Description of the task:
Please arrange everything from the start of the items down to the line containing "[[69, 74, 103, 99]]" as a two-column CSV headed item_text and answer. Give one row per item, putting its text and its answer each in a single quoted field with line breaks turned into spaces.

Given entries:
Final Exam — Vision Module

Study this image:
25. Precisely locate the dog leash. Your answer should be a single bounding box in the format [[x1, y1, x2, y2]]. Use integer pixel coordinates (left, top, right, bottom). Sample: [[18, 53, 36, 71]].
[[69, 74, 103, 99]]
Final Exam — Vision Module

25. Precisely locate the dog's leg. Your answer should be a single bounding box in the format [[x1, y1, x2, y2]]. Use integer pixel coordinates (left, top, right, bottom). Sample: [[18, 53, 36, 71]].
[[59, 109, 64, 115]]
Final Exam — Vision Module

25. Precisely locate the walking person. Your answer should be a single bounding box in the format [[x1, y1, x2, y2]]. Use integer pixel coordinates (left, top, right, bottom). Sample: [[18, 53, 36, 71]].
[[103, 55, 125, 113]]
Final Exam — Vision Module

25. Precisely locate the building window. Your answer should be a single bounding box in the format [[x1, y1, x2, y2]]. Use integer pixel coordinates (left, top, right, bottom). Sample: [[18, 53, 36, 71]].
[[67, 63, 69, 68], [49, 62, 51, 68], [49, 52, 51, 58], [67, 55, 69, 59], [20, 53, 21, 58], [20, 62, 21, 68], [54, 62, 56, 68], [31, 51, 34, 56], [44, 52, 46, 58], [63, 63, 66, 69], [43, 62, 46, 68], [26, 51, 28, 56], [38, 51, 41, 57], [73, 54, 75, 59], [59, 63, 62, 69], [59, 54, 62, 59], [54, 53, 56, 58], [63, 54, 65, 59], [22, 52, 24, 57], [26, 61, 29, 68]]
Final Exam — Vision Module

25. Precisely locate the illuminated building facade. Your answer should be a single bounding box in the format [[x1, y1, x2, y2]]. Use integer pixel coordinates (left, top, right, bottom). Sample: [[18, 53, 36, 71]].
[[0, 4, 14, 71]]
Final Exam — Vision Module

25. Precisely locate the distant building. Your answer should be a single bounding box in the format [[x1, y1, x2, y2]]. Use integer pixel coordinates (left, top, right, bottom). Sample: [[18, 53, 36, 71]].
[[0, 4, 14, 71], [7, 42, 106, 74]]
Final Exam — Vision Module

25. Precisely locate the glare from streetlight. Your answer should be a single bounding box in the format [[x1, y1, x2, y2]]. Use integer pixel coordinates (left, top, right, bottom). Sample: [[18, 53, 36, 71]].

Task result:
item_text,answer
"Final Exam — Vision Module Study this image: 25. Precisely locate the dog leash. Your answer should be a single bounding box in the format [[x1, y1, x2, y2]]. Use integer pixel coordinates (left, top, right, bottom). Sample: [[18, 53, 36, 71]].","[[69, 74, 103, 99]]"